» WHAT THE TASK ASKS
Copy the lines exactly, starting with the line that contains "task: draw the outline of each instance of the rigging" and going on through the end of the items.

» INFORMATION SHOWN
====
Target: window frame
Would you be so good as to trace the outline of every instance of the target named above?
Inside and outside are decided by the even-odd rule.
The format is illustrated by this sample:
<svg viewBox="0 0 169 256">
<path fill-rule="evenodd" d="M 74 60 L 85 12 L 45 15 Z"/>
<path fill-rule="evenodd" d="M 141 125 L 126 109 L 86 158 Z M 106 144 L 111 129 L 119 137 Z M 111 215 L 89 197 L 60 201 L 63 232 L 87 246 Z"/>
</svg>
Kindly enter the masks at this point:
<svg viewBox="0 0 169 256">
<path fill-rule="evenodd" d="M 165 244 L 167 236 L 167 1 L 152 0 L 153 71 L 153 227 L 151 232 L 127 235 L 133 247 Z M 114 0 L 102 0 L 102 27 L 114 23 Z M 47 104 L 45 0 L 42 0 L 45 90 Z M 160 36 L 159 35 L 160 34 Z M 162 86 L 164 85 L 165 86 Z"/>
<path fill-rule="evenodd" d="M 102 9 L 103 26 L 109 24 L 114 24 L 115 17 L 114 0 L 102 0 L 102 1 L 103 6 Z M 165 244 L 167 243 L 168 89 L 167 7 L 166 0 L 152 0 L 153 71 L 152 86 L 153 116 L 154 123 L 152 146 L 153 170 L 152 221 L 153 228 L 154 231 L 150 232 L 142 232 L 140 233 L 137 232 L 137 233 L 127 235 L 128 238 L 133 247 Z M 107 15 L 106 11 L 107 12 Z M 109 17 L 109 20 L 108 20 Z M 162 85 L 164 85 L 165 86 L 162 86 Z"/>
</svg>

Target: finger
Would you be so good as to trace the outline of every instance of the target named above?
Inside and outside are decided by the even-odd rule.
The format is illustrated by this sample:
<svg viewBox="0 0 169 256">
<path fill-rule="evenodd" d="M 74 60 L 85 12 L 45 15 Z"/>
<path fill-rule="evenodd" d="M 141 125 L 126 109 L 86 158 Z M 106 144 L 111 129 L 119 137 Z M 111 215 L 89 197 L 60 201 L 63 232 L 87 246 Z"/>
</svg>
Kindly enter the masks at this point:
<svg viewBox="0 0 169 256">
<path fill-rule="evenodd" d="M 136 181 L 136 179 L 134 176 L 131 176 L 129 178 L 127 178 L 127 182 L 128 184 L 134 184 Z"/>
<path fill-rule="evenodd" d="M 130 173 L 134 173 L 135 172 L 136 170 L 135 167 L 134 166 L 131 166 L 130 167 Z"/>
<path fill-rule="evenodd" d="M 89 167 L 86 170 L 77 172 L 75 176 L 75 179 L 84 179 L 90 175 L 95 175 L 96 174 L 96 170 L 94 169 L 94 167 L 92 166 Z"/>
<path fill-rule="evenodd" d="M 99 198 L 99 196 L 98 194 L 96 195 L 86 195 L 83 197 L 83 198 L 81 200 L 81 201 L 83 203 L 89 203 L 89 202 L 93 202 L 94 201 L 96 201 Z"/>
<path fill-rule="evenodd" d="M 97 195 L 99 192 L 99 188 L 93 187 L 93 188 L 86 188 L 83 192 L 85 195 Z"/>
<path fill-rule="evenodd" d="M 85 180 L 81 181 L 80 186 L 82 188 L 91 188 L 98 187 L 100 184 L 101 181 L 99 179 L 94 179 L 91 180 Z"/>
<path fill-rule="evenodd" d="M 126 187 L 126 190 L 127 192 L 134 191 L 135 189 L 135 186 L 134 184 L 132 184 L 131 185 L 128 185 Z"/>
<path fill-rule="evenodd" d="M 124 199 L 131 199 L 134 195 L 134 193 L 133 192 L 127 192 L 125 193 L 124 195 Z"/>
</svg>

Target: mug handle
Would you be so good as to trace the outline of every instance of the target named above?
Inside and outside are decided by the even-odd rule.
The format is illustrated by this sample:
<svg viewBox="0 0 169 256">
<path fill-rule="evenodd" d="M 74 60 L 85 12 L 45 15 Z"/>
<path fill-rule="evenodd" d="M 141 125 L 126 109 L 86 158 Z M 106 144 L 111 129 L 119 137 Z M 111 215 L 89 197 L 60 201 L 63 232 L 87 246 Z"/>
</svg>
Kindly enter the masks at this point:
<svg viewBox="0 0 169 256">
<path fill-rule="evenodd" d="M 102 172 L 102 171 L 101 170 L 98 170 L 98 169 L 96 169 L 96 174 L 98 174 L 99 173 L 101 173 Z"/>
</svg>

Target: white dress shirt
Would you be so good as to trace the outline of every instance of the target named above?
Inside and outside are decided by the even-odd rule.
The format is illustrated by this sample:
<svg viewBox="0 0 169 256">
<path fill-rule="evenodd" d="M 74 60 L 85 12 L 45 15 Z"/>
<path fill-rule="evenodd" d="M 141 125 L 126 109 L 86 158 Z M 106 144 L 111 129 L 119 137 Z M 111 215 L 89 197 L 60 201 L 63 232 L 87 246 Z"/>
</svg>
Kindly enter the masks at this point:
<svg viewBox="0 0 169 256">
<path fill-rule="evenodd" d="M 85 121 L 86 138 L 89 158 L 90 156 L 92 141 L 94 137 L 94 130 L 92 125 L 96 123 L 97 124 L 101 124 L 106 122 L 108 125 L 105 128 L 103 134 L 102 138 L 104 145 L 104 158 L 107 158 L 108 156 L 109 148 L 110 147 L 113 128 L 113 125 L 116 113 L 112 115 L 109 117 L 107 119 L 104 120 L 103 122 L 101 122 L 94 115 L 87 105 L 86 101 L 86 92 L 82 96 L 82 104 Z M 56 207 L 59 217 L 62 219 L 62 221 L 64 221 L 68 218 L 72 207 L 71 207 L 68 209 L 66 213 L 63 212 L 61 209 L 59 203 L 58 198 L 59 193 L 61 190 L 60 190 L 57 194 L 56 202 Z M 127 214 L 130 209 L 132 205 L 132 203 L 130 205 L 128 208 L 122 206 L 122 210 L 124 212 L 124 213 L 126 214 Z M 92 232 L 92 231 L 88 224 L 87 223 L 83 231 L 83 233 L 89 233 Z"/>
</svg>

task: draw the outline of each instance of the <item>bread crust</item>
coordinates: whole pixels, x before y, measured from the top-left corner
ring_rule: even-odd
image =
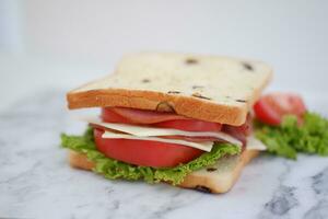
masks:
[[[67,101],[71,110],[120,106],[239,126],[271,77],[260,61],[140,53],[125,56],[114,73],[70,91]]]
[[[259,91],[258,91],[259,92]],[[256,94],[257,96],[259,95]],[[229,106],[192,96],[173,95],[153,91],[124,89],[69,92],[68,107],[129,107],[150,111],[174,112],[190,118],[238,126],[245,123],[247,104]]]
[[[216,177],[214,173],[206,175],[190,173],[179,186],[207,193],[226,193],[236,183],[243,168],[258,154],[257,150],[246,150],[239,157],[237,164],[224,176]],[[86,171],[94,168],[94,163],[89,161],[85,154],[72,150],[69,150],[69,163],[73,168]]]

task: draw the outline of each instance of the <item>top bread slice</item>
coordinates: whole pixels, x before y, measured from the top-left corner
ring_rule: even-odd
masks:
[[[68,93],[69,108],[121,106],[175,112],[238,126],[268,84],[263,62],[220,56],[140,53],[116,71]]]

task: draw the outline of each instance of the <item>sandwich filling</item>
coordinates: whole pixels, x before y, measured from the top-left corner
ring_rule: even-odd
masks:
[[[63,147],[82,152],[108,178],[180,184],[192,171],[241,154],[250,139],[251,117],[242,126],[174,113],[105,107],[82,137],[62,135]],[[265,150],[258,143],[257,150]]]

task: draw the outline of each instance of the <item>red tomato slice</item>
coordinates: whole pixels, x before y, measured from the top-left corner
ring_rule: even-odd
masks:
[[[220,131],[222,127],[222,125],[218,123],[191,119],[175,114],[117,107],[103,108],[102,119],[107,123],[152,124],[152,126],[155,127],[188,131]]]
[[[102,138],[103,134],[103,130],[94,129],[95,143],[101,152],[106,157],[136,165],[173,168],[203,153],[199,149],[176,143]]]
[[[256,117],[268,125],[280,125],[284,115],[295,115],[302,122],[306,106],[300,95],[271,93],[263,95],[254,105]]]

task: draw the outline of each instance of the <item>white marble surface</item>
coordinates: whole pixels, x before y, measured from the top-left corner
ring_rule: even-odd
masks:
[[[261,155],[223,195],[73,170],[59,134],[84,126],[65,104],[63,91],[40,90],[0,113],[0,218],[328,218],[327,158]]]

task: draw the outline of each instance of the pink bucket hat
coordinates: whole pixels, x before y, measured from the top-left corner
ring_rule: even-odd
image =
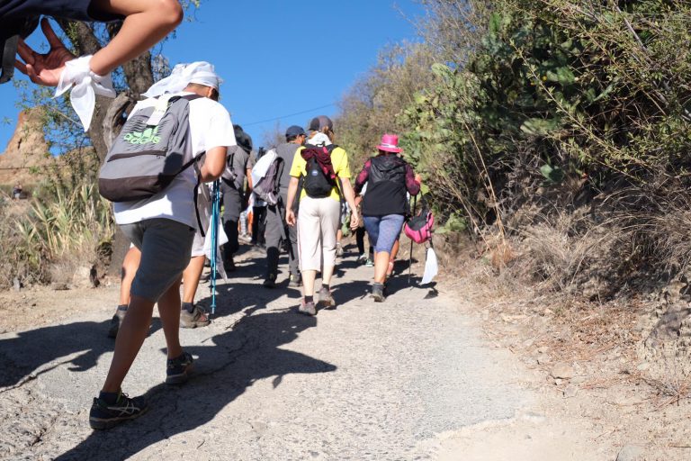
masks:
[[[402,152],[403,149],[399,147],[399,136],[396,134],[385,134],[381,137],[381,142],[377,149],[387,152]]]

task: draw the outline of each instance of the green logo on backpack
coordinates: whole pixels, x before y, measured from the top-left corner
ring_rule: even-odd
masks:
[[[157,144],[161,140],[160,136],[157,136],[158,134],[158,125],[156,126],[156,128],[147,128],[144,130],[144,132],[137,132],[132,131],[130,133],[127,133],[122,139],[129,142],[130,144],[147,144],[148,142],[151,142],[153,144]]]

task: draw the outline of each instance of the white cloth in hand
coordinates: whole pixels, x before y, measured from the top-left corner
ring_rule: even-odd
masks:
[[[60,75],[54,96],[60,96],[72,88],[69,100],[79,116],[85,131],[87,131],[91,126],[91,119],[96,106],[95,95],[115,97],[111,74],[104,76],[94,74],[89,67],[91,58],[92,55],[83,56],[65,63],[65,70]]]

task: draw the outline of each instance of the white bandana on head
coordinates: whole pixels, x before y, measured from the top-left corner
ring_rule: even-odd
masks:
[[[214,72],[213,65],[206,61],[178,64],[168,77],[152,85],[142,96],[157,97],[165,93],[179,93],[191,83],[211,86],[218,91],[223,80]]]
[[[311,144],[312,146],[330,146],[331,140],[329,140],[328,136],[324,133],[317,133],[307,140],[307,143]]]

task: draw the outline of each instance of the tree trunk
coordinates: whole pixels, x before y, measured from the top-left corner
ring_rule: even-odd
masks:
[[[101,43],[96,37],[94,29],[85,23],[58,20],[63,31],[75,32],[70,34],[70,40],[78,54],[94,54],[101,50]],[[112,38],[119,31],[121,23],[109,23],[106,27],[108,34]],[[112,140],[120,132],[125,122],[123,114],[129,112],[144,93],[154,84],[154,74],[151,68],[151,53],[147,51],[122,66],[125,81],[130,88],[121,92],[115,99],[96,96],[96,106],[91,127],[87,132],[91,143],[98,155],[101,162],[105,158]],[[130,248],[130,241],[120,230],[115,228],[115,236],[112,240],[112,253],[111,264],[108,267],[109,276],[119,276],[122,266],[122,260]]]

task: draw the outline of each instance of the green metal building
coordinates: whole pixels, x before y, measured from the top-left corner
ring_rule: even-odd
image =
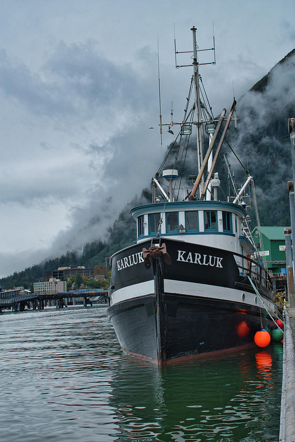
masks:
[[[262,256],[264,255],[267,269],[274,276],[282,276],[286,273],[286,244],[284,229],[285,227],[256,226],[252,231],[256,247]],[[263,244],[261,244],[259,231]]]

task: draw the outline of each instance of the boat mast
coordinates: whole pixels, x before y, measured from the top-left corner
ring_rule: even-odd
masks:
[[[197,146],[198,149],[198,167],[200,171],[203,161],[203,145],[202,140],[202,116],[201,114],[201,100],[200,99],[200,83],[199,81],[199,62],[198,61],[198,53],[197,51],[197,39],[196,31],[197,28],[194,26],[191,28],[193,32],[193,46],[194,50],[194,58],[193,65],[194,66],[194,83],[195,85],[195,108],[196,110],[197,124]],[[203,186],[201,191],[203,190]]]

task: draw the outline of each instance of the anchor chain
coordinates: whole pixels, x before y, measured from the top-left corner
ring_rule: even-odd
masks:
[[[149,249],[147,249],[145,247],[143,249],[143,257],[145,260],[145,266],[147,270],[150,268],[151,263],[150,258],[153,259],[162,255],[164,262],[168,265],[171,264],[171,258],[167,253],[166,244],[163,243],[160,247],[159,246],[153,246]]]

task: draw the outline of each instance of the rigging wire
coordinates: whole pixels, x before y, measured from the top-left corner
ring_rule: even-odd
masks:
====
» SOLUTION TO THIS EXERCISE
task: draw the outline of each instance of the rigging wire
coordinates: whole pixels, x before y, measured from the top-left corner
ring_rule: even-odd
masks:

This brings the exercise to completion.